— Start of Data to process —

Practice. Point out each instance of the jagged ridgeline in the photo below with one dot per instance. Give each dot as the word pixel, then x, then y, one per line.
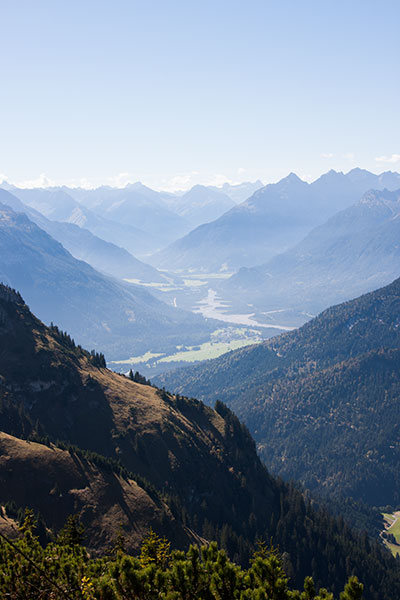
pixel 78 438
pixel 323 401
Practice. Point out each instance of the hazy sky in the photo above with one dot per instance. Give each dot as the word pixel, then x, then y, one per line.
pixel 178 92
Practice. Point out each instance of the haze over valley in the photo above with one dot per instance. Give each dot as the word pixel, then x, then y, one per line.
pixel 200 300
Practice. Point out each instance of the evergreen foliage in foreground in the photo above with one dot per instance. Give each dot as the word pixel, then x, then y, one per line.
pixel 64 570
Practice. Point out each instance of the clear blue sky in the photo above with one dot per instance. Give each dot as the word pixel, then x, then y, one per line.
pixel 173 92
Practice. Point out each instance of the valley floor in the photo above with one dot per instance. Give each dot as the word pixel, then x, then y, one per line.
pixel 236 326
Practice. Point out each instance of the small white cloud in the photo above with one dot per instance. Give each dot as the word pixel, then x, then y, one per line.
pixel 394 158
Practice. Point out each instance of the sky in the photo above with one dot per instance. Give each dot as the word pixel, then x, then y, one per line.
pixel 178 92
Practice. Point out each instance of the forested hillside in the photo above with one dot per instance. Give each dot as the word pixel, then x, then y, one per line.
pixel 124 454
pixel 321 401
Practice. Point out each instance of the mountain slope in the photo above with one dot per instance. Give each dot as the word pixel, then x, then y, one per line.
pixel 195 469
pixel 136 205
pixel 272 220
pixel 58 205
pixel 84 245
pixel 321 401
pixel 100 312
pixel 355 251
pixel 239 192
pixel 201 204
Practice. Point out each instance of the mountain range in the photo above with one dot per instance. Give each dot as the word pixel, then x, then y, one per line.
pixel 84 245
pixel 200 204
pixel 320 401
pixel 355 251
pixel 126 455
pixel 98 310
pixel 58 205
pixel 138 206
pixel 272 220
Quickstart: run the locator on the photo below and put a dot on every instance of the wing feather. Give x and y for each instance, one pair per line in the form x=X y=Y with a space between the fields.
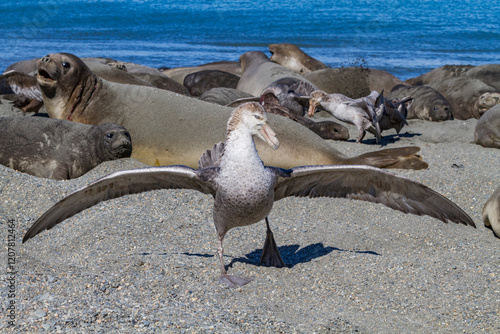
x=368 y=184
x=124 y=183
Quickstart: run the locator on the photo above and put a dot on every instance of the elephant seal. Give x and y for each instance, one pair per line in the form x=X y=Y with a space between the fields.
x=491 y=212
x=290 y=56
x=468 y=97
x=354 y=82
x=59 y=149
x=487 y=131
x=259 y=72
x=169 y=128
x=179 y=73
x=198 y=83
x=488 y=73
x=439 y=74
x=428 y=104
x=223 y=96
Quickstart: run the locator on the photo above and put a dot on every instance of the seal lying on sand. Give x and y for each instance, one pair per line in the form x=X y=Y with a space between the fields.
x=359 y=112
x=292 y=57
x=491 y=212
x=170 y=129
x=354 y=82
x=59 y=149
x=428 y=104
x=468 y=97
x=259 y=73
x=244 y=190
x=487 y=131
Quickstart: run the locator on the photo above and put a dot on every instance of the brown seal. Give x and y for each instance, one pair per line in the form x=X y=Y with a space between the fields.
x=428 y=104
x=259 y=72
x=491 y=212
x=292 y=57
x=468 y=97
x=354 y=82
x=169 y=129
x=59 y=149
x=487 y=131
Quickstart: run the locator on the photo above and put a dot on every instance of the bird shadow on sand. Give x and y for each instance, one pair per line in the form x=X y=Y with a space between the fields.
x=291 y=254
x=386 y=139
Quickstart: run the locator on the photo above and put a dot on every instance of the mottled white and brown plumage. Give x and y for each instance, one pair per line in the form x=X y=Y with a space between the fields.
x=244 y=189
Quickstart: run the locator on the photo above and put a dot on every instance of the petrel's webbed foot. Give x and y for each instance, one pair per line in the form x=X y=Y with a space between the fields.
x=271 y=256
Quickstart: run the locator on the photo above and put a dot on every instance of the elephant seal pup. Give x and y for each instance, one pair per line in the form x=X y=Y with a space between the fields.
x=468 y=97
x=59 y=149
x=179 y=73
x=259 y=72
x=428 y=104
x=491 y=212
x=290 y=56
x=170 y=129
x=487 y=131
x=198 y=83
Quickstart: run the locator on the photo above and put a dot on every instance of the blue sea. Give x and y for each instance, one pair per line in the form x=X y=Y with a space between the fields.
x=404 y=37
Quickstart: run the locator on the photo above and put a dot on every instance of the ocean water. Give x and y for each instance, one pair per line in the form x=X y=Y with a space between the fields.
x=406 y=38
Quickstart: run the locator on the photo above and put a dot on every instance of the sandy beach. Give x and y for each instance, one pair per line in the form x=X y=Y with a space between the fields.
x=146 y=263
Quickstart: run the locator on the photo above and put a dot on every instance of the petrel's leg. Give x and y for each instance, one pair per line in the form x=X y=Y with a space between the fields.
x=271 y=256
x=232 y=281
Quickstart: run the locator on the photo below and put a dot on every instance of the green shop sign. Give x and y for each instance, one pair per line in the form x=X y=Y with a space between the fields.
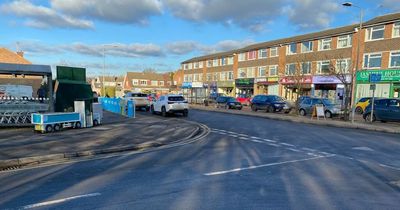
x=387 y=75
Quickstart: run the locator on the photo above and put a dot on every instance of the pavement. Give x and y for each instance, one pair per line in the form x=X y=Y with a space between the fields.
x=22 y=146
x=358 y=124
x=245 y=162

— End of Data to process —

Request
Convert the rows, starting at the line containing "Practice. Point out each instance of the haze" and ending at the line containing "pixel 394 158", into a two-column CSV with the headers text and answer. Give one line per row, with each field in double quotes and any line breaks inside a field replaced by spaces.

Task output
text,answer
"Practice. Point out each instance of the haze over valley in the photo above with one dot per instance. Give each dot as the word pixel, then x, then y, one per line.","pixel 200 300"
"Practice. Point out each instance of the evergreen foliage in foreground in the photo above with one dot per instance. Give each dot as the word pixel, then x, then y, one per line.","pixel 64 570"
"Practice. Point out each instance of the clear blue sky in the photo above with one dot per instance. Give each dot as the word pixel, then x, then y, one per line.","pixel 173 92"
"Practice. Point out each instance of the valley floor in the photo above with one dot per instance. Give each dot as the word pixel, then x, then y, one per line.","pixel 236 326"
"Practice. Point out each instance of the small white cloud in the photo above with one dot per instance. Give each dot as the word pixel, then x, then y, one per line.","pixel 394 158"